## Segmentation labeling items
▬▬▬▬▬▬▬▬▬▬

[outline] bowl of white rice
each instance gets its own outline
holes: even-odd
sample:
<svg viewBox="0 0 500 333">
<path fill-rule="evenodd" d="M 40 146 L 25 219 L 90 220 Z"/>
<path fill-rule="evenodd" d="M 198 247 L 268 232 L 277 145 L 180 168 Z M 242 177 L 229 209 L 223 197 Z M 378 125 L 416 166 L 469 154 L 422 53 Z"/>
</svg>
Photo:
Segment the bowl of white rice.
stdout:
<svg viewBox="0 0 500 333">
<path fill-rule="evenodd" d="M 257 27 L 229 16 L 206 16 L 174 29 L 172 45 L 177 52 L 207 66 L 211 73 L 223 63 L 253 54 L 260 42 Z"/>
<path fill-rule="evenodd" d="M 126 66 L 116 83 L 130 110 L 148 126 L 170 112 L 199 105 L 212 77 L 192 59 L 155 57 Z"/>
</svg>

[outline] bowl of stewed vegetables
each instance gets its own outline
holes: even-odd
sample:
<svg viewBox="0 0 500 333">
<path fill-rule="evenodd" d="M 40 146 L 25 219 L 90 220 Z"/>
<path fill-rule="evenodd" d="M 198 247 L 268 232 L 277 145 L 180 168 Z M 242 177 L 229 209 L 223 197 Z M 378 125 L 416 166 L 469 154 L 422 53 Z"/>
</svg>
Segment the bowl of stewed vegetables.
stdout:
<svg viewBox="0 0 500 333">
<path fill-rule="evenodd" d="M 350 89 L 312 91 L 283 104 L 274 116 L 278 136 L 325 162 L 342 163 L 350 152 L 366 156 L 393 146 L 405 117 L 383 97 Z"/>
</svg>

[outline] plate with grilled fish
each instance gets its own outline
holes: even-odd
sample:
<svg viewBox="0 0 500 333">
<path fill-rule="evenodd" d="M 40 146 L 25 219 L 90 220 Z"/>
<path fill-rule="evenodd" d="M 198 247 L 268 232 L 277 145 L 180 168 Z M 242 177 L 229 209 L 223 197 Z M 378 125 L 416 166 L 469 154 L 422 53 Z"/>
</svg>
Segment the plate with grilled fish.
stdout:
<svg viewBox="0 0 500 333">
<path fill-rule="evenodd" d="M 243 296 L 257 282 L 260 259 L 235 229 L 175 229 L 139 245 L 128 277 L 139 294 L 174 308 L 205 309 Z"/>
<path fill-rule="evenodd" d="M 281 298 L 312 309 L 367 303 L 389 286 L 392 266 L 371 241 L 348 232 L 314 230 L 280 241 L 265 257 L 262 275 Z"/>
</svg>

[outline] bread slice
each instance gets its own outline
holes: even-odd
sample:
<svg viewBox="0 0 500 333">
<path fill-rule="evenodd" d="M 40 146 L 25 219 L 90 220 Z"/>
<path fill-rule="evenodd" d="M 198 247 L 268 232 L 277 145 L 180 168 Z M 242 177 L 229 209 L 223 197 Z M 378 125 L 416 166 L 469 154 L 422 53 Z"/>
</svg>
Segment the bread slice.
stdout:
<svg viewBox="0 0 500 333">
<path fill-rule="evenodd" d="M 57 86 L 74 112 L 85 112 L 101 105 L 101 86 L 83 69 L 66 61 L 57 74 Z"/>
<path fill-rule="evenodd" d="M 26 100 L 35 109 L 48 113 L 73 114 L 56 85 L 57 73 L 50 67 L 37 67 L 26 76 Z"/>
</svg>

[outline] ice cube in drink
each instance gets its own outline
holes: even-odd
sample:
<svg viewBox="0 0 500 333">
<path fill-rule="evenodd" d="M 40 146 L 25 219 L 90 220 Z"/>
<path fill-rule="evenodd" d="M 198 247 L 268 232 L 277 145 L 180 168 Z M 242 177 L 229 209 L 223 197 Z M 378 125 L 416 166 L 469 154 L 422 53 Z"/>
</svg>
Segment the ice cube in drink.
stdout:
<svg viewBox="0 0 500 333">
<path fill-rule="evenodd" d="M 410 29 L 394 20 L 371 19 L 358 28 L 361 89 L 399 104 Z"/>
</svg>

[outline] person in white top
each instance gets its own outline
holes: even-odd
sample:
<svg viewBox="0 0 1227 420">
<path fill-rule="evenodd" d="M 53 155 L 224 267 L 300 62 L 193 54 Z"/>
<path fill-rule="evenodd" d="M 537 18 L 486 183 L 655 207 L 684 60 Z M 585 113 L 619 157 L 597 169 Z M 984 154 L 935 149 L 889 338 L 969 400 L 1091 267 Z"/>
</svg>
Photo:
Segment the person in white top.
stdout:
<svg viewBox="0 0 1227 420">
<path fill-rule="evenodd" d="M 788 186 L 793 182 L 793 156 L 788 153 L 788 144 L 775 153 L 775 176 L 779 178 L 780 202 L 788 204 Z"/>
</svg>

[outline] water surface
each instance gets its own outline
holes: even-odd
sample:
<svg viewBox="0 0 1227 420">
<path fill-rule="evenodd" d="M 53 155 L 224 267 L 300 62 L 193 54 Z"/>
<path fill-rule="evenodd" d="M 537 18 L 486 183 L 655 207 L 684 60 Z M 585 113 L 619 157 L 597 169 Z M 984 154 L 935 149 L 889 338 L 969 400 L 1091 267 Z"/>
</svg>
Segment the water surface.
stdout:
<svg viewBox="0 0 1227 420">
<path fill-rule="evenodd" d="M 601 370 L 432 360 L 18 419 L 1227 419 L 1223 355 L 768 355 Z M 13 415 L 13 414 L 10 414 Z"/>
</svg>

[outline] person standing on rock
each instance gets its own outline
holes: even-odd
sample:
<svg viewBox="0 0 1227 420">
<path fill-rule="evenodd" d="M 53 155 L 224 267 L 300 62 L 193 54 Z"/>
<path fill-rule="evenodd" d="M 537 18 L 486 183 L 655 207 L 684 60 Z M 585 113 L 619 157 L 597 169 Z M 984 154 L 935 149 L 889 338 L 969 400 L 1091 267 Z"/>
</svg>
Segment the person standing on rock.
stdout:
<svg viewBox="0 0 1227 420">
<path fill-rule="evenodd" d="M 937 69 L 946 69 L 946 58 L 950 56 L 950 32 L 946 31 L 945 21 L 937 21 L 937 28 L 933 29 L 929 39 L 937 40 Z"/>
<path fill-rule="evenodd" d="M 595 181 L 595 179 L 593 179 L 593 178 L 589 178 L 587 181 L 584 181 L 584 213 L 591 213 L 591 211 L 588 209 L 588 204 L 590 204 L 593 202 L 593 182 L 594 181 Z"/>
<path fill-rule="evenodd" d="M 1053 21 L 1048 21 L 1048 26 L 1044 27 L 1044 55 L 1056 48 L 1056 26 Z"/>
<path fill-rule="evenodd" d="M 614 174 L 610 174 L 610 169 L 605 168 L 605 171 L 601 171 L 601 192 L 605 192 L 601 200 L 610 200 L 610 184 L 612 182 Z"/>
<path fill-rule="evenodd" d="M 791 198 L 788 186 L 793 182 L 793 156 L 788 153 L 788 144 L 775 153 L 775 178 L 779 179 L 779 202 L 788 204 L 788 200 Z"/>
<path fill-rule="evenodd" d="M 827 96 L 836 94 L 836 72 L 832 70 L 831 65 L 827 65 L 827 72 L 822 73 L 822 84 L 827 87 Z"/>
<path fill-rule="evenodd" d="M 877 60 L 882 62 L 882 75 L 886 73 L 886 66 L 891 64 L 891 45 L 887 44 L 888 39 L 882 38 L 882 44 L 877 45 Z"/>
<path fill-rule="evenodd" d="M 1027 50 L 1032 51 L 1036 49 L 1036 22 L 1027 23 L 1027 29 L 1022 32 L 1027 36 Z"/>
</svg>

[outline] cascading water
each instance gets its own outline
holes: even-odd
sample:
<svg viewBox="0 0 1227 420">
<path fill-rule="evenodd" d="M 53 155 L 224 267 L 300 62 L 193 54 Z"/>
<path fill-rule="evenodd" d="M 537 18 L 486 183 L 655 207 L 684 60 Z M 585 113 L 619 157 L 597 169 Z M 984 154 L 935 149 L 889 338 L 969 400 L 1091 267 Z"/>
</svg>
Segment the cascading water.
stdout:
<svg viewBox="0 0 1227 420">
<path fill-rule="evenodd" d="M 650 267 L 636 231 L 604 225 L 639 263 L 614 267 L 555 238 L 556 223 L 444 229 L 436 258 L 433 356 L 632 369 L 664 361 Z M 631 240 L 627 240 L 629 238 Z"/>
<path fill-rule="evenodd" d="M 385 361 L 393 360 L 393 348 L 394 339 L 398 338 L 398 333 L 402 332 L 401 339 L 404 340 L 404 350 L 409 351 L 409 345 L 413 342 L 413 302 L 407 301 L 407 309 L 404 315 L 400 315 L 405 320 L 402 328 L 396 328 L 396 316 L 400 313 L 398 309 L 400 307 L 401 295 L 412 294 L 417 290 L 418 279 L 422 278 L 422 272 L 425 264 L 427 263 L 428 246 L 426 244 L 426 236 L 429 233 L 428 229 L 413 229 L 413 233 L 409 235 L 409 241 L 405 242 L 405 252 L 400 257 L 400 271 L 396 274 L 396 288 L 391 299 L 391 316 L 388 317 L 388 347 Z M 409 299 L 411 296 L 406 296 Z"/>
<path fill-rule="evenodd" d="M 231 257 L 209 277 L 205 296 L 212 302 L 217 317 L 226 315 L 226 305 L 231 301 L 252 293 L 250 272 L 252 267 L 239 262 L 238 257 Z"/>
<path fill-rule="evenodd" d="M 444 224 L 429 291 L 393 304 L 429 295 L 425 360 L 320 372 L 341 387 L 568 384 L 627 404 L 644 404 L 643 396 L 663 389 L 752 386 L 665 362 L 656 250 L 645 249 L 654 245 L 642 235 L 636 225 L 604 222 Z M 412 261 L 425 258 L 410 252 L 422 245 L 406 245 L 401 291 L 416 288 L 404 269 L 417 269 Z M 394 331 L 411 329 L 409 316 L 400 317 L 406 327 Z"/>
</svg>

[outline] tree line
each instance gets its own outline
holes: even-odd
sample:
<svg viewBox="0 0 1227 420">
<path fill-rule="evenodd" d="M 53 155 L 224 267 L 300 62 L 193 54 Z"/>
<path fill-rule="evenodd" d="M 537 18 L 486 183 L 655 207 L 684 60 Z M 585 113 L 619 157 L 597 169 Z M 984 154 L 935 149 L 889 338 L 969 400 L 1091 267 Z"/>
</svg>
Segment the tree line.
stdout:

▬▬▬▬▬▬▬▬▬▬

## WHAT YOU HAVE TO DO
Copy out the lines of the listing without any change, starting at the line that contains "[outline] plate with grilled fish" and ending at the line that contains "243 296 L 257", with both of those lines included.

## FINISHED ANSWER
[outline] plate with grilled fish
each instance gets its own outline
holes: even-odd
sample:
<svg viewBox="0 0 500 333">
<path fill-rule="evenodd" d="M 40 146 L 25 219 L 90 220 Z"/>
<path fill-rule="evenodd" d="M 198 247 L 268 232 L 277 145 L 180 168 Z M 242 177 L 229 209 L 223 197 Z M 378 125 L 416 166 L 469 154 L 422 53 Z"/>
</svg>
Segment the plate with grilled fish.
stdout:
<svg viewBox="0 0 500 333">
<path fill-rule="evenodd" d="M 243 296 L 257 282 L 260 259 L 235 229 L 175 229 L 139 245 L 128 277 L 139 294 L 174 308 L 205 309 Z"/>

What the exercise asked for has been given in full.